▸ **DOCUMENT EXTRACT**
Air Clean Up
How Does Ozone Contamination Affect Crops?
Apr 16 2021
Ozone can be beneficial to the planet in its stratospheric form, when it provides a protective shield which filters out the most harmful rays of the sun. However, tropospheric ozone is a damaging pollutant which can contribute to climate change, exacerbate respiratory conditions in humans and animals and, according to the results of a new study, inhibit the growth of crops such as maize.
Conducted by a team of researchers from the University of Illinois Urbana-Champaign, the study concentrated on the effects of ozone pollution on maize crop yields over a period of more than 20 years. Using sophisticated air quality monitoring techniques, they found that excessive levels of ozone in the lower layers of the atmosphere were responsible for reducing the yields produced by the food staple, as well as altering the chemicals present inside the leaves of the plant.
Where does ozone come from?

▸ **PROBLEMS AND TASKS**
#1 Answer these questions from the article on ozone and crops:
(a) What does ozone provide in its stratospheric form?
(b) Researchers from which university conducted the study?
(c) Over what period did the study examine maize yields?
#2 Resume the article on ozone contamination and crops, starting after its last line.

▸ **EXTRACTED ENTRIES**

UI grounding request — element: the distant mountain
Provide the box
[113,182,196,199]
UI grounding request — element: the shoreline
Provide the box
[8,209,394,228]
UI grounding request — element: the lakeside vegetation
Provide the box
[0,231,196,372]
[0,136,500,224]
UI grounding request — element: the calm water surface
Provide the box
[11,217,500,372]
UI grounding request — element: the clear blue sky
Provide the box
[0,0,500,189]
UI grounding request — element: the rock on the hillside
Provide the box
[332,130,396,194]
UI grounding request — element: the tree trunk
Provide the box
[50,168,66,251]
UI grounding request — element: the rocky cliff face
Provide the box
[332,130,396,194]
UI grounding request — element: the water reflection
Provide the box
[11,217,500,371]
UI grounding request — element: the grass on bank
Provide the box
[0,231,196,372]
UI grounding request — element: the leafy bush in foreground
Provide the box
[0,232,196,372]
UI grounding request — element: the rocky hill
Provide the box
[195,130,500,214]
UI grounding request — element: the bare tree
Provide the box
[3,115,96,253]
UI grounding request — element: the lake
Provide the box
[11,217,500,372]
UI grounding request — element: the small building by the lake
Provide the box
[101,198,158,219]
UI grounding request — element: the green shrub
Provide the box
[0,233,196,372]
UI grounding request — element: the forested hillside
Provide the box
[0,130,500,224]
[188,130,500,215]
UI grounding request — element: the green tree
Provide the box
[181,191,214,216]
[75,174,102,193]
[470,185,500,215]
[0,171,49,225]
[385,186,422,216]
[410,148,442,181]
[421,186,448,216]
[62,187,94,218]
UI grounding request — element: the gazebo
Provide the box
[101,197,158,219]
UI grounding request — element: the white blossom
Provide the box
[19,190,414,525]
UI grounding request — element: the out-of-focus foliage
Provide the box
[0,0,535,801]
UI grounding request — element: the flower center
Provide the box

▸ **RESPONSES FOR EACH TASK**
#1
(a) A protective shield that filters out the most harmful rays of the sun.
(b) The University of Illinois Urbana-Champaign.
(c) More than 20 years.

#2
Ozone has its origin in nitrous oxide (N2O), which is emitted from the tailpipes of vehicles and the smokestacks of power plants and other industrial facilities. Once present in the atmosphere, it is broken down by sunlight and reacts with other compounds in the air to form ozone, which is when it takes on unpleasant characteristics leading to damaging consequences.
For example, ozone is a contributing factor to climate change due to its ability to retain heat, thus elevating ambient temperatures around the globe. However, it can also cause serious damage to the lungs and respiratory system of the human body when inhaled. Even relatively small concentrations of the pollutant can irritate the chest and lungs, causing coughs, sore throats and shortness of breath, as well as exacerbating previously existing conditions like asthma.
Additionally, it also appears that ozone can negatively affect agricultural yields. In the aforementioned study, scientists examined how three different types of maize (two inbred varieties and one hybrid strain) performed when exposed to elevated levels of ozone in their atmosphere. Surprisingly, both inbred plants were unaffected by the contamination, but the hybrid strain suffered a 25% deficit in its overall growth.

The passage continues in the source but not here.